TEXTO FORNECIDO:
JP3 Entrevista: Antônio Xerxenesky

Antônio Xerxenesky, nascido em Porto Alegre, em 1984, é doutor em Teoria Literária pela Universidade de São Paulo, professor, tradutor, responsável pelo selo literário da editora DBA e escritor reconhecido internacionalmente, publicado na França, Espanha, Alemanha e Itália.

1 – Primeiro, eu gostaria de seguir uma suposta ordem lógica e visitar o início. Quais foram os seus primeiros contatos com a literatura, de uma maneira geral? Sabe-se que em um determinado momento da sua vida universitária, ainda no Rio Grande do Sul, você trocou o curso de Física, que até então você frequentava, pelo de Letras. Seu contato com a literatura foi anterior a este momento, teve alguma relação com a mudança?

Eu sou filho de pais que sempre leram muito, minha mãe é formada em Letras etc. Portanto, o contato com a literatura vem desde sempre – eu só demorei para aceitar que ela era algo tão determinante na minha vida. Eu achava (com um tanto de razão) que a carreira de Letras é incerta, arriscada e, de modo geral, mal remunerada. Por isso, logo que saí do colégio, primeiro fiz dois anos de Direito (até descobrir que detestava), depois fui para a Física (onde descobri que era burro demais para cálculo avançado), até que enfim aceitei o destino que as Letras me chamavam. Não me arrependo. Só às vezes.

2 – Ainda nesta linha, em sua dissertação de mestrado em literatura comparada, você trata da literatura rumo a si mesma, da importância da reflexão literária sobre a própria atividade e produção, e para isso você busca apoio nas obras de Roberto Bolaño e Enrique Vila-Matas, que tratam desse tema e se contrapõe de determinada maneira, muito embora sejam escritores contemporâneos, que viveram em Barcelona e escrevem em espanhol. Então meu questionamento é como você chegou a esta dissertação e colocou a obra desses autores em um diálogo?

Bolaño era a minha paixão desde que o descobri, lá por 2006-7; já Enrique Vila-Matas era o autor que estudei na minha iniciação científica por indicação da minha orientadora. Ambos compartilham inúmeras obsessões, escrevem sobre temas correlatos e eram amigos pessoais, mas suas obras são muito, muito diferentes e essa divergência me interessava demais. Costuma-se dizer que Bolaño é um autor político, mas eu me perguntei: será que podemos também pensar qual é a visão política dos livros de Vila-Matas que também abordam a vida de escritores reais e fictícios? Esse foi o ponto de partida dessa dissertação – que hoje, por sinal, eu faria de modo muito diferente.

3 – Outro ponto, agora de âmbito mais pessoal, é a sua mudança de Porto Alegre, onde você nasceu, se formou e concluiu o mestrado, para São Paulo, onde vive atualmente e obteve o doutorado. Quais foram as motivações para essa mudança, e que impactos ela gerou em sua produção literária?

O QUE FAZER:
1. Reproduza o trecho da entrevista que vai de "Antônio Xerxenesky, nascido" até "Alemanha e Itália.", incluindo essas palavras.
2. Responda, com base na entrevista:
(a) Em que ano Antônio Xerxenesky nasceu?
(b) Por quantos anos ele cursou Direito?
(c) Desde quando, aproximadamente, Bolaño era a paixão dele?
3. Liste todos os países em que, segundo a entrevista, Antônio Xerxenesky foi publicado.

DADOS FORNECIDOS:
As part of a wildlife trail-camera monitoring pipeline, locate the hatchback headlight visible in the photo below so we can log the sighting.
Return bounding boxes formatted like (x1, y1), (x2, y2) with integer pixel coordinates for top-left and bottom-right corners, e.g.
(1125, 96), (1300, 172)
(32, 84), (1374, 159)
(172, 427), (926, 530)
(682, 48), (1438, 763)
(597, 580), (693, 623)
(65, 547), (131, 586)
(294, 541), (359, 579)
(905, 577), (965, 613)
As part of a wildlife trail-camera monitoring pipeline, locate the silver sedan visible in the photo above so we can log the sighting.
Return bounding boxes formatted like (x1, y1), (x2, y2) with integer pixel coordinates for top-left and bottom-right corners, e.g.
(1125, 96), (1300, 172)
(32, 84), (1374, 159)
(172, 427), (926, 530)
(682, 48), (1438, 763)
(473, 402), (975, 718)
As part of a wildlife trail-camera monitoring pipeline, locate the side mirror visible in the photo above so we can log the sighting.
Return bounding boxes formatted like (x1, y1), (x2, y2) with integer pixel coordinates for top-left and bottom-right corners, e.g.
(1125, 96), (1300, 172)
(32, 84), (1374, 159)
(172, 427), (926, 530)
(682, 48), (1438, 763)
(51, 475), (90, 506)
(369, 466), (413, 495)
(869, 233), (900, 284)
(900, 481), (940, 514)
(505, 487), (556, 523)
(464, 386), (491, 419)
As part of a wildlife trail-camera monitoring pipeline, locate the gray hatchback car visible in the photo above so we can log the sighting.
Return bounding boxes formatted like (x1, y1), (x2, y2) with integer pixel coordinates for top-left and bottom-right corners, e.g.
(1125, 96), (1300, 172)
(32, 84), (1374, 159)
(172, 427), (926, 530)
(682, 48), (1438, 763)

EXERCÍCIOS RESOLVIDOS:
1.
Antônio Xerxenesky, nascido em Porto Alegre, em 1984, é doutor em Teoria Literária pela Universidade de São Paulo, professor, tradutor, responsável pelo selo literário da editora DBA e escritor reconhecido internacionalmente, publicado na França, Espanha, Alemanha e Itália.

2.
(a) Em 1984.
(b) Por dois anos.
(c) Desde que o descobriu, por volta de 2006-7.

3. França, Espanha, Alemanha e Itália.